Quote, word for word, every line starting at the line that contains "Study the photograph above. For every instance of the peach" and ending with the last line of the records; include both of these lines and no others.
▬▬▬▬▬▬▬▬▬▬
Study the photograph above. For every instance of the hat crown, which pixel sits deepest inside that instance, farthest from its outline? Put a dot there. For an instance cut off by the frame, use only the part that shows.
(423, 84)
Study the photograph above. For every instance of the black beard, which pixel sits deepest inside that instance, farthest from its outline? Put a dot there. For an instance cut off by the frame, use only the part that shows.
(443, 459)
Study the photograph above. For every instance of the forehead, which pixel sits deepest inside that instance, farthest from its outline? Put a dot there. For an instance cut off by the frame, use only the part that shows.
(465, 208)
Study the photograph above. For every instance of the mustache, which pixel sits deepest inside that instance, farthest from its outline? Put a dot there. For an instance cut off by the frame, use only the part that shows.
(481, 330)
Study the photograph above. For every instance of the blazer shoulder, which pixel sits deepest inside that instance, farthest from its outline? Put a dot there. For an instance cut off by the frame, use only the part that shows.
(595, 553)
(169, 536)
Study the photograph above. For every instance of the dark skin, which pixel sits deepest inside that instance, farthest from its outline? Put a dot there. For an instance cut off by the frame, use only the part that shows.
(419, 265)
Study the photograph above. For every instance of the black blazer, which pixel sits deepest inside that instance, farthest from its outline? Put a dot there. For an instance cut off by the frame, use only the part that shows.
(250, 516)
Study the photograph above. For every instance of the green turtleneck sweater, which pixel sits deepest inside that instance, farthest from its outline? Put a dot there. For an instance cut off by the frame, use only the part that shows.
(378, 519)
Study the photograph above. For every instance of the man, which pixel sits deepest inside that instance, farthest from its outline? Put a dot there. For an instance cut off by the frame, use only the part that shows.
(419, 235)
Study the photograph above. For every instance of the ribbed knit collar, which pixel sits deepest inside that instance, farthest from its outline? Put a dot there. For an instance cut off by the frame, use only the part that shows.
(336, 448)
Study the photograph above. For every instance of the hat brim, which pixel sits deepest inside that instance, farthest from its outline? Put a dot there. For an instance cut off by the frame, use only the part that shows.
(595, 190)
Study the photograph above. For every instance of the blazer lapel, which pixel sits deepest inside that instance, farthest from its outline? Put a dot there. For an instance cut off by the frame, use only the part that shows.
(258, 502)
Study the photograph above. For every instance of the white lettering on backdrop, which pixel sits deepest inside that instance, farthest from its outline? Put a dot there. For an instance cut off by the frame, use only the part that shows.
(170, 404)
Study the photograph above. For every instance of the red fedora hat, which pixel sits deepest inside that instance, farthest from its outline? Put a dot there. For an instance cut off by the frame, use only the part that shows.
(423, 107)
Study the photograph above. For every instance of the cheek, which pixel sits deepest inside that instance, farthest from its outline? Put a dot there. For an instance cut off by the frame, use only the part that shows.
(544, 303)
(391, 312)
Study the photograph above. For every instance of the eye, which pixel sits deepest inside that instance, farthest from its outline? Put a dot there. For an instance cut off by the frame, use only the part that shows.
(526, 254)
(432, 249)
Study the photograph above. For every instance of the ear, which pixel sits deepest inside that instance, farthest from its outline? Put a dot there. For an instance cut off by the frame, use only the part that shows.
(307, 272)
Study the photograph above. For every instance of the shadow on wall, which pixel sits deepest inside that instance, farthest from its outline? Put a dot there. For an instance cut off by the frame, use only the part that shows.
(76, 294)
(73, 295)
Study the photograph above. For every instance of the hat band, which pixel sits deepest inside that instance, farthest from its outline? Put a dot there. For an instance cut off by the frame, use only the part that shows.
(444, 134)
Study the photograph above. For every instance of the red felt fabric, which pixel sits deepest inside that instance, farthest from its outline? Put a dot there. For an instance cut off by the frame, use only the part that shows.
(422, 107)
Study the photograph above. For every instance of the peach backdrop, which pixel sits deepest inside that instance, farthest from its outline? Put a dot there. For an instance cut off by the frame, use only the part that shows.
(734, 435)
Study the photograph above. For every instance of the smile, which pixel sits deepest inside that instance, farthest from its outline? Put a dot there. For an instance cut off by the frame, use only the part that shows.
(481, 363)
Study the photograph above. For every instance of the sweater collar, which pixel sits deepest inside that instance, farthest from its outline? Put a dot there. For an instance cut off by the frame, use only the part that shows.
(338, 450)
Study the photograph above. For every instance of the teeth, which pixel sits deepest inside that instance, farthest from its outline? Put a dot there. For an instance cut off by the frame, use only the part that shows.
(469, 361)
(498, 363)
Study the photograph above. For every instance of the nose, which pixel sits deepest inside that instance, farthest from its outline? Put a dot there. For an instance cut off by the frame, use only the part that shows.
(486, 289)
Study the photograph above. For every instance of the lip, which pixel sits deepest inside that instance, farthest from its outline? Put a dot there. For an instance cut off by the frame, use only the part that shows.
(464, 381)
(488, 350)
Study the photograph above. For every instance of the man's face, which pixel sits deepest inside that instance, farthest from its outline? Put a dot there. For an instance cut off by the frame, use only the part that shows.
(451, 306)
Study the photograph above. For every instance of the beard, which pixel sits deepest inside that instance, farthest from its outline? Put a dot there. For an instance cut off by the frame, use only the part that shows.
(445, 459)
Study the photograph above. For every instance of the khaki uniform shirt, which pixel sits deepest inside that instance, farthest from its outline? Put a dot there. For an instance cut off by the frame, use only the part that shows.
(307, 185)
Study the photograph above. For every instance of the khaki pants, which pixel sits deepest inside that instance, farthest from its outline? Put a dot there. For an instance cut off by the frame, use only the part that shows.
▬▬▬▬▬▬▬▬▬▬
COMPLETE OUTPUT
Study the photograph above. For every instance of the peach backdrop, which pixel sits deepest inside that instance, farthest from its outline? Put a dot there. For an instance cut off by the frame, use only the part that shows.
(734, 435)
Study the photograph above. For every instance of the smile, which pixel sits deepest inside that instance, farthest from its outline? Put a dot there. For an instance cut off by the frame, use only the part that shows.
(481, 363)
Study the photograph above. For every instance of the sweater collar, which pixel sits deepest inside that instance, farthest from its outline? Put a dot there. For an instance cut off by the frame, use only the part that shows.
(338, 450)
Study the photograph above. For every instance of the teeth, which pixel sits deepest inside that instance, farthest from its outline? Put a dot there. For an instance cut off by the frame, use only the part that shows.
(469, 361)
(498, 363)
Study the photograph above. For every instance of the nose, which pixel sits deepest inside that instance, farthest from its outline? Put a dot there. For an instance cut off by the frame, use only the part that shows.
(486, 289)
Study the photograph above. For every instance of the lip, which pixel sits deepest inside that instance, farthest from its outline? Put a dot there. For an instance cut off by the frame, use only the part that shows.
(464, 381)
(488, 350)
Study the photograph above. For every instance of the man's face, which pixel sits deepest inside that instance, farthest from its outline? Put a dot there. For an instance cut off by the frame, use only the part that shows.
(451, 306)
Study the photograph above. For every instance of the beard, which pixel sits deepest inside that instance, farthest from its outline? Put a dot there. For an instance cut off by the frame, use only the part that shows.
(445, 459)
Study the photograph above. For every instance of the khaki uniform shirt, which pixel sits deepest inside that instance, farthest from its outline? Put a dot there. For an instance cut off by the frame, use only the part that shows.
(307, 185)
Study the photograph above. For every instance of the khaki pants, which pixel sits deepest inside that instance, farthest from its outline? Put a dot there. For an instance cut off by the frame, use only the part that shows.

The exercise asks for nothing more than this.